The Fall Is Near
The Fall Is Near
“A republic, if you can keep it.” That was Benjamin Franklin’s cautious reply to Americans who asked what kind of government the Founding Fathers had created. It was understood by the founders and Americans in general that this drastic experiment, making the government accountable to the people, could fail.
John Adams warned that “our Constitution was made only for a moral and religious people.” If the American people lost what biblically based morality they possessed, no greatness in population, territory, wealth or strength could prevent its failure.
This deep understanding of the nation’s impermanence came in large part from a deep study of Roman history. The American republic was largely modeled after the Roman Republic. Founders Alexander Hamilton, John Jay and James Madison signed their Federalist essays supporting the ratification of the Constitution with the pseudonym Publius, after the Roman Publius Valerius, who helped found the republic in 509 b.c. George Washington looked to Cato, John Adams and Thomas Jefferson to Cicero—both prominent Roman statesman who defended the republic from oncoming tyranny. Even the architecture of the American capital city was designed to evoke ancient Rome.
Along with inspiration from Rome came a warning from Rome. The republic’s greatest threat turned out to be itself.
After nearly 500 years, the Roman Republic was powerful and rich. Its wars of conquest in Africa, Europe and Greece wreaked havoc on families and farms; great quantities of plundered wealth and slaves poured in; the people squandered their own freedoms, stopped sacrificing to uphold self-government, and they and their government became corrupted.
Rome was still the superpower of the known world, yet it fell to rigged elections, systemic bribery, pandering to the mob, and civil war. Faced with the perpetual choice between freedom and security, they opted for the latter. Unable to control themselves, they allowed Julius Caesar to arise and impose order on the res publica, the affairs of the people, by abolishing freedoms.

__Your tasks__:
**a.** Copy the passage on the Roman Republic from "This deep understanding" up to and including "to be itself.".
**b.** In the passage on the Roman Republic, what pseudonym did Hamilton, Jay and Madison use to sign their Federalist essays?
**c.** Write what comes next in the passage on the Roman Republic, picking up after its final sentence.

__Available data__:
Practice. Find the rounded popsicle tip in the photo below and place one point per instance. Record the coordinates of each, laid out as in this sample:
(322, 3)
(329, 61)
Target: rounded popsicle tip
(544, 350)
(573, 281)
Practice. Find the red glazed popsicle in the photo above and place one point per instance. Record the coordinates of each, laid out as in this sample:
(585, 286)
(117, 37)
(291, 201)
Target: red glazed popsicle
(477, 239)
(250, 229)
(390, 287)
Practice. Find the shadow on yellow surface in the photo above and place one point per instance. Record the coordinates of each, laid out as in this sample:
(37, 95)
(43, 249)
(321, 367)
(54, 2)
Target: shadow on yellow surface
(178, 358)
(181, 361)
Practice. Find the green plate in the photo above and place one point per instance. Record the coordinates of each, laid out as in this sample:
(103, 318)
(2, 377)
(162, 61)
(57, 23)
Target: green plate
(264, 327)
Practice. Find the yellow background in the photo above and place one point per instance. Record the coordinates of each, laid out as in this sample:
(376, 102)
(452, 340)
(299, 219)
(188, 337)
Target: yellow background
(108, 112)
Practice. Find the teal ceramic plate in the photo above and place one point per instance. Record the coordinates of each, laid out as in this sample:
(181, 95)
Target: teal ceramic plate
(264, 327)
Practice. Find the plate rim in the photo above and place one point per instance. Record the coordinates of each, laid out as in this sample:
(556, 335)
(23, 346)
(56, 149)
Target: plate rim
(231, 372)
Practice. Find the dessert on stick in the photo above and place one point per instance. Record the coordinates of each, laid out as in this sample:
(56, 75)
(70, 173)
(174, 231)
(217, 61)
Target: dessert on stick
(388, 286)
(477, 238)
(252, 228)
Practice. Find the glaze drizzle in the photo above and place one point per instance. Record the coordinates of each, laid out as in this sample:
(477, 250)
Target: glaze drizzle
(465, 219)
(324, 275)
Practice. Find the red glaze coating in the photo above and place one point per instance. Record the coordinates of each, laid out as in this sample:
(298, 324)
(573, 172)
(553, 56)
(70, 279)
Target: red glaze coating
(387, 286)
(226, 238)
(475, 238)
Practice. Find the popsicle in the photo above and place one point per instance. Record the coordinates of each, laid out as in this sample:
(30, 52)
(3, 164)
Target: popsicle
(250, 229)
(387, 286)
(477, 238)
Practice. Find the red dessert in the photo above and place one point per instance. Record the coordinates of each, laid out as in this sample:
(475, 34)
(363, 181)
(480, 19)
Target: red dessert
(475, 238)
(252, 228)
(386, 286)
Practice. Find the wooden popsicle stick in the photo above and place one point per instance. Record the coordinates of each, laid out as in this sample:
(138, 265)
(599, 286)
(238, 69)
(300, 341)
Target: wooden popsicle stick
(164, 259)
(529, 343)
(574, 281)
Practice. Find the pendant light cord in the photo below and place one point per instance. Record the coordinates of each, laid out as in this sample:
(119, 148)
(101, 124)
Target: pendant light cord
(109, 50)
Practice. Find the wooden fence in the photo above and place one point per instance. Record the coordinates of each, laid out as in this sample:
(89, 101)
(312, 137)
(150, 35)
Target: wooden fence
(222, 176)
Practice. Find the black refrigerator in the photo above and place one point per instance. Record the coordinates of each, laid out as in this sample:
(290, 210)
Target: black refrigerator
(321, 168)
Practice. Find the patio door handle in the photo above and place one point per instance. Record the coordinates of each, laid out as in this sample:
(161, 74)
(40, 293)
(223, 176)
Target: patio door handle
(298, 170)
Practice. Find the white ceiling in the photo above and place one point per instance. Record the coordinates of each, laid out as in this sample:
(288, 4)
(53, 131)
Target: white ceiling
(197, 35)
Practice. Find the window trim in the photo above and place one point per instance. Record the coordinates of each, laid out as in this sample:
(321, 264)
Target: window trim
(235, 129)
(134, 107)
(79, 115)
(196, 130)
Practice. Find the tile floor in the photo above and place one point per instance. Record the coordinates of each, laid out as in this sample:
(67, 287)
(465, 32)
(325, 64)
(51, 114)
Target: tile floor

__Results by task__:
**a.**
This deep understanding of the nation’s impermanence came in large part from a deep study of Roman history. The American republic was largely modeled after the Roman Republic. Founders Alexander Hamilton, John Jay and James Madison signed their Federalist essays supporting the ratification of the Constitution with the pseudonym Publius, after the Roman Publius Valerius, who helped found the republic in 509 b.c. George Washington looked to Cato, John Adams and Thomas Jefferson to Cicero—both prominent Roman statesman who defended the republic from oncoming tyranny. Even the architecture of the American capital city was designed to evoke ancient Rome.
Along with inspiration from Rome came a warning from Rome. The republic’s greatest threat turned out to be itself.

**b.** Publius

**c.**
What was left of the republic—the Senate—warred against the tyrant and was defeated. Cato, who embodied Rome’s ancient way and its version of virtue, chose to die rather than submit to dictatorship. His death symbolized the death of the republic. It too had committed suicide.
This warning was embedded in America’s foundation. The Romans could not keep it. Could the Americans?
Under the caesars, dictatorial Rome actually conquered additional territory, gained additional wealth and wielded superior force for two centuries more. Virgil, Ovid and other poets called Rome urbs aeterna, the eternal city.
In a.d. 248, Rome celebrated a millennium in existence—a first in world history—with games, drink and more. The next year, its emperor was dead on the battlefield. And for 40 years, Rome was wracked with intrigue, corruption, murder and worse, with an emperor falling every two years, and with more non-Roman warrior emperors than Roman emperors. Yet the empire lurched on for two centuries more until the shell cracked and the rotting personal character of which the empire was now made could no longer hold it up. Romulus Augustus, richly named after both the founder of Rome and the founder of the empire, lost both to the Germanic king in a.d. 476.
Why did Rome fall when it did? The answer comes from the Maker of empires. As our editor in chief writes (article, page 1), God foretold the rise and fall of the empires of the West, including Rome, in surprising detail. In Revelation, He prophesied its repeated resurrection, to continue all the way up to the 21st century. And in books including Genesis, Leviticus and Jeremiah, God prophesied the rise and the fall of the British and American peoples.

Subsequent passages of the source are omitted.